> Study questions:
**1)** According to the endometrial organoid abstract, how many cells were analyzed in Seurat?
**2)** In the endometrial organoid abstract, write out everything from "This study characterised" down to "targets of infertility.".

> Selected passage:
Poster Presentation 46th Lorne Genome Conference 2025

Long-read single-cell RNA sequencing of endometrial organoids derived from fertile and infertile women uncovers dysregulation of endometrial receptivity (#235)

Michaela Sacco 1 2 , Sefi Prawer 3 , Wei Zhou 1 2 , Changqing Wang 4 5 , Wan Tinn Teh 2 6 7 , Kate Stern 2 6 7 , Tarana Lucky 6 8 , Catarina Ang 2 6 , Matthew E Ritchie 4 5 , Michael Clark 3 , Evdokia Dimitriadis 1 2
  1. Gynaecology Research Centre, Royal Women's Hospital, Melbourne, Victoria, Australia
  2. Department of Obstetrics, Gynaecology and Newborn Health, The University of Melbourne, Melbourne, Victoria, Australia
  3. Department of Anatomy and Physiology, The University of Melbourne, Parkville, Victoria, Australia
  4. Department of Medical Biology, The University of Melbourne, Parkville, Victoria, Australia
  5. Epigenetics and Development Division, The Walter and Eliza Hall Institute of Medical Research, Parkville, Victoria, Australia
  6. Reproductive Services, Royal Women's Hospital, Melbourne, Victoria, Australia
  7. Melbourne IVF, Melbourne, Victoria, Australia
  8. Faculty of Medicine, Dentistry and Health Sciences, The University of Melbourne, Parkville, Victoria, Australia

The human endometrium undergoes remodelling throughout the menstrual cycle to become receptive to embryo implantation within a small time period called the window of implantation (WOI). The epithelial cells lining the endometrium are the point of contact during embryo implantation. Dysfunction in these cells produces poor endometrial receptivity leading to implantation failure and infertility; however, the causal factors are still poorly understood. Therefore, we aimed to determine gene expression in fertile and infertile endometrial epithelial organoids (EEOs) using long-read scRNA-seq to identify cell-type specific markers and changes associated with infertility.

We performed the first long-read scRNA-seq of EEOs from fertile (n=3) and primary unexplained infertile (n=3) endometrium modelling the WOI. Organoids were dissociated into single cells, processed using 10x Genomics and Nanopore protocols, and analyzed via FLAMES, a long-read single cell analysis pipeline. Further analyses were conducted in Seurat on a total of 7,923 cells.

Long-read scRNA-seq results identified five epithelial cell subtypes: unciliated, secretory, ciliated, pre-ciliated, and proliferative, classified according to endometrial marker genes. Comparison of pathway enrichment between fertile and infertile cells of each cluster identified dysregulated functions unique to cell subtypes that each impact implantation uniquely. Further gene analysis revealed 48 differentially expressed genes, each dysregulated in specific cell subtypes. This facilitated association of the dysregulated gene’s role within its respective cell and subsequent impacts on endometrial receptivity. More focused analysis of transcript data revealed isoform expression of fertility associated genes, including WDR61, and key intergenic non-coding regions regulating expression.

This study characterised endometrial epithelial cell subtype changes, exemplifying how dysregulated gene expression in different cell subtypes impact receptivity uniquely and highlighting the importance of non-coding regions in regulating said expression. Our study identified key pathways, genes, and transcripts dysregulated in infertile epithelial cell subtypes that present potential use as personalised biomarkers and treatment targets of infertility.

> Supplied entries:
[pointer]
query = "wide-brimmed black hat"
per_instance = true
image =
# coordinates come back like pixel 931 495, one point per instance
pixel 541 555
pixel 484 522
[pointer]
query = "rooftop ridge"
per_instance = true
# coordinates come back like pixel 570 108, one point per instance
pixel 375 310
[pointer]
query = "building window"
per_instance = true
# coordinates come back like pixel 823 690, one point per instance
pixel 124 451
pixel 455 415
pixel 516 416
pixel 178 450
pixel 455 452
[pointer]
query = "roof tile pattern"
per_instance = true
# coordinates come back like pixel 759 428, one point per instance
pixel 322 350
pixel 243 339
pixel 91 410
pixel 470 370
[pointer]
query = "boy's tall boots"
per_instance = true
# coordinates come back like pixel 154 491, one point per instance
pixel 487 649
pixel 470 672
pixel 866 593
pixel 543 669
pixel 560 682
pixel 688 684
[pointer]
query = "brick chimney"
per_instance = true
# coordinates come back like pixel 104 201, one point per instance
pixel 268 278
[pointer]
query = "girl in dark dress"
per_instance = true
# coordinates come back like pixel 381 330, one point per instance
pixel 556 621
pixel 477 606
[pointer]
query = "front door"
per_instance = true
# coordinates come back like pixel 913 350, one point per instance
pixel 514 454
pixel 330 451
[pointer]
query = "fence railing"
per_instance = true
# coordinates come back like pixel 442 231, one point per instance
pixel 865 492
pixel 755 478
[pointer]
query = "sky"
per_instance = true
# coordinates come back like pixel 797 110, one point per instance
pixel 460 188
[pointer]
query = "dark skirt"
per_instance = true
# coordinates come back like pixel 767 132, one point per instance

> Solutions to the exercise:
**1)** 7,923 cells

**2)**
This study characterised endometrial epithelial cell subtype changes, exemplifying how dysregulated gene expression in different cell subtypes impact receptivity uniquely and highlighting the importance of non-coding regions in regulating said expression. Our study identified key pathways, genes, and transcripts dysregulated in infertile epithelial cell subtypes that present potential use as personalised biomarkers and treatment targets of infertility.